PROBLEM DESCRIPTION: Rewrite everything from the line containing "of the earring" down to the line containing "x=107, y=63", both included, keeping the requests unchanged. Shift each answer point by adding 146 to its x and y coordinates.

EXTRACTED MATERIAL:
/---

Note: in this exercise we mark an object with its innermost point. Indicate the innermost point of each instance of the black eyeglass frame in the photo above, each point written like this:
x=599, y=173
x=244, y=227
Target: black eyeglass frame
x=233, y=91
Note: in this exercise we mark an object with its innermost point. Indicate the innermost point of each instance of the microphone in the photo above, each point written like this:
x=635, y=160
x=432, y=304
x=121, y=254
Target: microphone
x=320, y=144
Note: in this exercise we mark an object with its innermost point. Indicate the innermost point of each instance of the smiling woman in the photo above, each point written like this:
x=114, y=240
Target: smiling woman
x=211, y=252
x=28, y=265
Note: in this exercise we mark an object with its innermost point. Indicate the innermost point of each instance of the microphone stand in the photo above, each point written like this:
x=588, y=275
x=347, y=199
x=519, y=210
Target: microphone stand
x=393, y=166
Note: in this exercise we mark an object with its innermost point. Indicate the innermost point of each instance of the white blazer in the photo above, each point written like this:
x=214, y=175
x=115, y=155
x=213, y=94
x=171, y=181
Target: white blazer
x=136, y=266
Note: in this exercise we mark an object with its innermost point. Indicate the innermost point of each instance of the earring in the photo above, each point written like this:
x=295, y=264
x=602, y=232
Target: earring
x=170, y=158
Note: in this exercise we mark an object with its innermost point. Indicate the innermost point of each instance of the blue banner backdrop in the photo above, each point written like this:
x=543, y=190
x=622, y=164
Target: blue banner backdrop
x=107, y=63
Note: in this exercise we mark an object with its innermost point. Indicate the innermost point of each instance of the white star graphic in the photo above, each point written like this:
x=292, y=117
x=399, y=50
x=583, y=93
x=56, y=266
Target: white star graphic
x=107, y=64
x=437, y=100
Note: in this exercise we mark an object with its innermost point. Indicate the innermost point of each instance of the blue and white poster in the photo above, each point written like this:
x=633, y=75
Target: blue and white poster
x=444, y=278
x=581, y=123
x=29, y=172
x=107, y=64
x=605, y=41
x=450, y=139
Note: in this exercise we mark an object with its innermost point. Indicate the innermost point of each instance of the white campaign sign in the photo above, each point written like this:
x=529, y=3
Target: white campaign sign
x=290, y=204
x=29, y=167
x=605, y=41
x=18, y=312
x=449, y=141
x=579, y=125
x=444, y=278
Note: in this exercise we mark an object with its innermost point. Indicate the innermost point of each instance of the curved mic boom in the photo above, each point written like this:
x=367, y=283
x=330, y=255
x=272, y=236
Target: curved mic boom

\---

RESULT FOR THIS TASK:
Note: in this exercise we mark an object with its innermost point. Indicate the innermost point of each instance of the earring in the photo above, each point written like this:
x=295, y=264
x=602, y=232
Target: earring
x=316, y=304
Note: in this exercise we mark an object with its innermost point. Indicate the innermost point of each instance of the blue banner backdrop in the photo above, each point written like this:
x=543, y=190
x=622, y=164
Target: blue banner backdrop
x=253, y=209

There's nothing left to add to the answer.